- _Given exercise_: Please rewrite the material below with "Pins" replaced by "Keypoints" and everything else unchanged, leaving out the pictures.

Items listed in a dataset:
◇ ◇ ◇ ◇
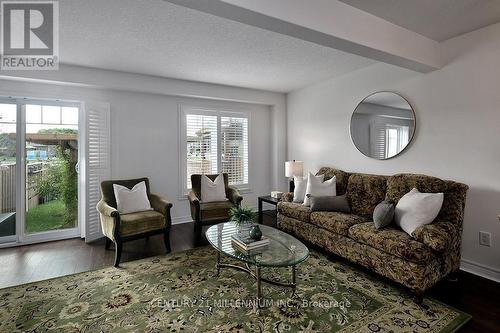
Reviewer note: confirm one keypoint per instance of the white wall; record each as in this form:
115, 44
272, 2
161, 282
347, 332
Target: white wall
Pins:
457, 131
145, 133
◇ ◇ ◇ ◇
- _Exercise response_:
Reviewer note: confirm one keypoint per instance of the white wall; record each as in this form:
115, 44
272, 2
161, 282
347, 332
Target: white wall
Keypoints:
457, 131
145, 133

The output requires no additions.